Requirements
Rewrite the part of the items that opens with the line containing "Query: building window" and closes with the line containing "POLYGON ((58 72, 67", changing every "building window" to "storefront window" and leaving everything else untouched.

Record list

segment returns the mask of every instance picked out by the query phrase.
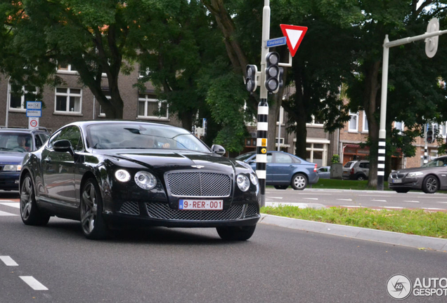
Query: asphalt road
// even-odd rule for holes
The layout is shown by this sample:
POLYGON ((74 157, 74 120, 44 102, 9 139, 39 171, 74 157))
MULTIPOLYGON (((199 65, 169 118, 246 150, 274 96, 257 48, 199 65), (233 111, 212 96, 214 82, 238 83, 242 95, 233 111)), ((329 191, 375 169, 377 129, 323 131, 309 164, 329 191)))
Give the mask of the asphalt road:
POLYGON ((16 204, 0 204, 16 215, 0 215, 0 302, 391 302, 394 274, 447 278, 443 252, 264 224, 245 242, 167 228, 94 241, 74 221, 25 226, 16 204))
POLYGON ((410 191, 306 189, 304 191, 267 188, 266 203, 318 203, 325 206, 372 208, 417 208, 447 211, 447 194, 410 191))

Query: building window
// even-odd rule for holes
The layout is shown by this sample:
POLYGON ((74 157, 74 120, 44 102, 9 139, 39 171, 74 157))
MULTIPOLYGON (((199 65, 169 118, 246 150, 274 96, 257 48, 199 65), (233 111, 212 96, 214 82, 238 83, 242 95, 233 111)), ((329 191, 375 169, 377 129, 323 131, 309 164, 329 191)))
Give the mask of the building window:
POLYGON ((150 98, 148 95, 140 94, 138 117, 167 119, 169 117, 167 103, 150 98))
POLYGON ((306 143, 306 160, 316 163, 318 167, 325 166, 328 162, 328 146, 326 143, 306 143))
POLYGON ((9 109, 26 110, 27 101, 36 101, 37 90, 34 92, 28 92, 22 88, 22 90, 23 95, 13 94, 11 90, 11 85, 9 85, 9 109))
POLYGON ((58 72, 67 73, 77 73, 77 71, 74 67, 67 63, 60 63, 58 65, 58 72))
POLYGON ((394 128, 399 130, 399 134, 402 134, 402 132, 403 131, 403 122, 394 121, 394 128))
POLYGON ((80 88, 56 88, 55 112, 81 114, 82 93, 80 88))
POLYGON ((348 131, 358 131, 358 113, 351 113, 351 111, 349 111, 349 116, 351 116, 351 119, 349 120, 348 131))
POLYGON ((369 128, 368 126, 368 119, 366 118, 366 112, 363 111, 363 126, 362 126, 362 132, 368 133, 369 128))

--

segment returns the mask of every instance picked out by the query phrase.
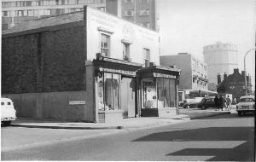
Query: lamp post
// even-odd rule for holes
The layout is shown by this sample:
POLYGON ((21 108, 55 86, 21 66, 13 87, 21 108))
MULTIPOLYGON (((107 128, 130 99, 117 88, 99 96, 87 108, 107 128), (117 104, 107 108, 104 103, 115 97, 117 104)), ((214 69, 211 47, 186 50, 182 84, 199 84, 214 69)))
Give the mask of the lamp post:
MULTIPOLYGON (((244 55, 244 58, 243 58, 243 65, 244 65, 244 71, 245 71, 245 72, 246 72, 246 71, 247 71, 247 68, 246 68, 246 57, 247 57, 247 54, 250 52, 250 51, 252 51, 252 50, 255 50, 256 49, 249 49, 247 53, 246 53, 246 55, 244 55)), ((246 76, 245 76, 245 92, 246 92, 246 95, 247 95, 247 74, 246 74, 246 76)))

Task response
Query: storefront window
// even-odd rule for holes
The layout is shown by this sample:
POLYGON ((74 157, 74 120, 44 102, 9 139, 39 171, 74 157))
MULTIPOLYGON (((199 65, 169 118, 246 150, 274 96, 257 48, 199 65), (233 111, 212 96, 214 82, 238 83, 242 95, 233 111)), ((329 191, 375 169, 377 129, 323 131, 309 164, 329 191)))
Give the mask of the storefront window:
POLYGON ((150 98, 148 95, 140 94, 138 117, 167 119, 169 117, 167 103, 150 98))
POLYGON ((306 143, 306 160, 316 163, 318 167, 325 166, 328 162, 328 146, 326 143, 306 143))
POLYGON ((9 109, 26 110, 27 101, 36 101, 37 90, 34 92, 28 92, 22 88, 22 90, 23 95, 13 94, 11 90, 11 85, 9 85, 9 109))
POLYGON ((58 72, 67 73, 77 73, 77 71, 74 67, 67 63, 60 63, 58 65, 58 72))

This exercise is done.